* Exercise brief
Each record below is to be restated word for word.

Record excerpts START

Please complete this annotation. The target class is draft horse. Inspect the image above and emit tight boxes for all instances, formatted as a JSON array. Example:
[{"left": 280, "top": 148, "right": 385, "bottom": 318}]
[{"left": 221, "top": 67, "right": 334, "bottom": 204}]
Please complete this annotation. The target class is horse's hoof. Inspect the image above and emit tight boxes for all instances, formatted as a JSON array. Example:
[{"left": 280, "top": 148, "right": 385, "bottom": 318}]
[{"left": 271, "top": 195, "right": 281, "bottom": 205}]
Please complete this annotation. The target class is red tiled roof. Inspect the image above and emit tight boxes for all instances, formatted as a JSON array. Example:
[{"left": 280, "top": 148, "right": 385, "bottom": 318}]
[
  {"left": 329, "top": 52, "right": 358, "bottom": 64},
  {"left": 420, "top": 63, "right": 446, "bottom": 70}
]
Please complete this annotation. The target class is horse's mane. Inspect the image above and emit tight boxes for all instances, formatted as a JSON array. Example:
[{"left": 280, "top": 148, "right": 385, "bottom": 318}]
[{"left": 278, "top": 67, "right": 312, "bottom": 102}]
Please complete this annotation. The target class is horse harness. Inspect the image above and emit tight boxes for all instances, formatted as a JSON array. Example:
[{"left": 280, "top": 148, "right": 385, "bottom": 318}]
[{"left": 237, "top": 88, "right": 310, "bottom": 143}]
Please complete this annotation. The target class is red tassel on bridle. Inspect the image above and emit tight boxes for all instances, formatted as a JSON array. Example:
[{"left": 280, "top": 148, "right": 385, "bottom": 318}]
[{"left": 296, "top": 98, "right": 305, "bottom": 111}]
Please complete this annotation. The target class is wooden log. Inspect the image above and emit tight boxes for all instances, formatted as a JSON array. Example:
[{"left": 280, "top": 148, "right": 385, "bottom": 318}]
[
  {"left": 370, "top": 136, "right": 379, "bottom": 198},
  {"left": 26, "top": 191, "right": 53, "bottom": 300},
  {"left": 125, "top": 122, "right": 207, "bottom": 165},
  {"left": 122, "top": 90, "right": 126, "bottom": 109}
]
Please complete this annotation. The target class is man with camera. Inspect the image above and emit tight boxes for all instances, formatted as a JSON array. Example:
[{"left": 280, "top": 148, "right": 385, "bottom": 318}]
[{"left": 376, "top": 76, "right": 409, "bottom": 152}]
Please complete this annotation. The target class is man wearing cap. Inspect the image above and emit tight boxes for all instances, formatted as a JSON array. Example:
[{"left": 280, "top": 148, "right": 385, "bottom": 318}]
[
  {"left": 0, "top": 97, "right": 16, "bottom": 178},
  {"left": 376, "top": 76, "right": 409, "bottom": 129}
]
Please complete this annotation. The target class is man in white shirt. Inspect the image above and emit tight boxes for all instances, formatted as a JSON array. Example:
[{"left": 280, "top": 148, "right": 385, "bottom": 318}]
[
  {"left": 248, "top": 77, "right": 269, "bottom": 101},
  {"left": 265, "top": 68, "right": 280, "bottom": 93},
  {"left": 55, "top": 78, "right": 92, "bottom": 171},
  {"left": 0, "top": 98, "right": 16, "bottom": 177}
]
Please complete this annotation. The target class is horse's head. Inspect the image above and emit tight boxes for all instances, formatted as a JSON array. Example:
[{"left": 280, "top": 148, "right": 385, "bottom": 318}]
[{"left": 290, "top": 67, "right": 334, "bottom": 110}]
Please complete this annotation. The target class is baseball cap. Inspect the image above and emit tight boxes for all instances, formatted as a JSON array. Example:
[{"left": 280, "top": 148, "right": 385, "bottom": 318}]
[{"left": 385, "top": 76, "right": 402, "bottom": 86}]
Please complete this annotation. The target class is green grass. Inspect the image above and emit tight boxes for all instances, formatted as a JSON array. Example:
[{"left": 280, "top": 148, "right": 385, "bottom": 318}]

Record excerpts END

* Exercise result
Please complete this annotation. The target class is draft horse. Inspect the image above and emit tight boxes for all instances, formatted as a JSON array. Example:
[{"left": 280, "top": 148, "right": 385, "bottom": 318}]
[{"left": 221, "top": 67, "right": 334, "bottom": 204}]
Please complete this annotation. The target class is horse's hoof. Inspect the image above and emit tight boxes for all instances, formatted as a JSON array. Example:
[{"left": 280, "top": 148, "right": 385, "bottom": 318}]
[{"left": 271, "top": 195, "right": 281, "bottom": 205}]
Please complete this annotation. The target class is red tiled roof. Inspect the image above and emit tight boxes for all instances, formatted as a JSON array. Example:
[{"left": 280, "top": 148, "right": 385, "bottom": 318}]
[
  {"left": 329, "top": 52, "right": 358, "bottom": 64},
  {"left": 420, "top": 63, "right": 446, "bottom": 70}
]
Please complete this annotation. The target class is horse's mane. Inspect the image above and emit tight boxes for all instances, formatted as a JSON array. Example:
[{"left": 280, "top": 148, "right": 385, "bottom": 318}]
[{"left": 278, "top": 67, "right": 312, "bottom": 102}]
Please complete this annotation. The target class is horse harness. Inspect the image above and emit tight boxes for all instances, formatted as a JSON array. Example:
[{"left": 280, "top": 148, "right": 385, "bottom": 318}]
[{"left": 237, "top": 88, "right": 310, "bottom": 143}]
Please complete this annotation. The target class is red tassel on bridle. Inspect the image above and emit tight boxes for all instances, formatted as a JSON array. Example:
[{"left": 280, "top": 148, "right": 385, "bottom": 318}]
[{"left": 296, "top": 98, "right": 305, "bottom": 111}]
Please complete this annotation. The target class is wooden log. Inspect the image above and emit tight boxes for all instances, formatted as a JSON array. Example:
[{"left": 280, "top": 148, "right": 385, "bottom": 318}]
[
  {"left": 370, "top": 136, "right": 379, "bottom": 198},
  {"left": 26, "top": 191, "right": 53, "bottom": 300},
  {"left": 125, "top": 122, "right": 207, "bottom": 165},
  {"left": 122, "top": 90, "right": 126, "bottom": 109}
]
Please complete this annotation. The target class is man with camera. Inspect the image above and emit tight boxes for all instances, formatted as a JSON array. Example:
[{"left": 280, "top": 148, "right": 385, "bottom": 318}]
[{"left": 376, "top": 76, "right": 409, "bottom": 152}]
Please complete this annotation. The target class is man wearing cap. Inspect the image above and emit tight boxes for all instances, formatted as a JSON array. Example:
[{"left": 280, "top": 148, "right": 385, "bottom": 318}]
[
  {"left": 0, "top": 97, "right": 16, "bottom": 178},
  {"left": 376, "top": 76, "right": 409, "bottom": 129}
]
Please complete this annotation. The target class is man in white shirt. Inspect the image above and emit tight boxes for all instances, formatted as a JSON array. Example:
[{"left": 280, "top": 148, "right": 385, "bottom": 318}]
[
  {"left": 248, "top": 77, "right": 269, "bottom": 101},
  {"left": 265, "top": 68, "right": 280, "bottom": 93},
  {"left": 55, "top": 78, "right": 92, "bottom": 171},
  {"left": 0, "top": 98, "right": 16, "bottom": 177}
]
Please complete this annotation. The target class is horse's head. Inspect the image above and emit tight boxes for all instances, formatted as a JSON array. Example:
[{"left": 280, "top": 148, "right": 385, "bottom": 318}]
[{"left": 290, "top": 67, "right": 334, "bottom": 110}]
Please complete this annotation. The target class is baseball cap. Inspect the image above and emit tight boxes for all instances, formatted as a JSON array. Example:
[{"left": 280, "top": 148, "right": 385, "bottom": 318}]
[{"left": 385, "top": 76, "right": 402, "bottom": 86}]
Please complete this annotation. The target class is green grass. Inspect the image above and emit tight boxes for all instances, formatted as a JSON array. Example:
[{"left": 280, "top": 148, "right": 385, "bottom": 318}]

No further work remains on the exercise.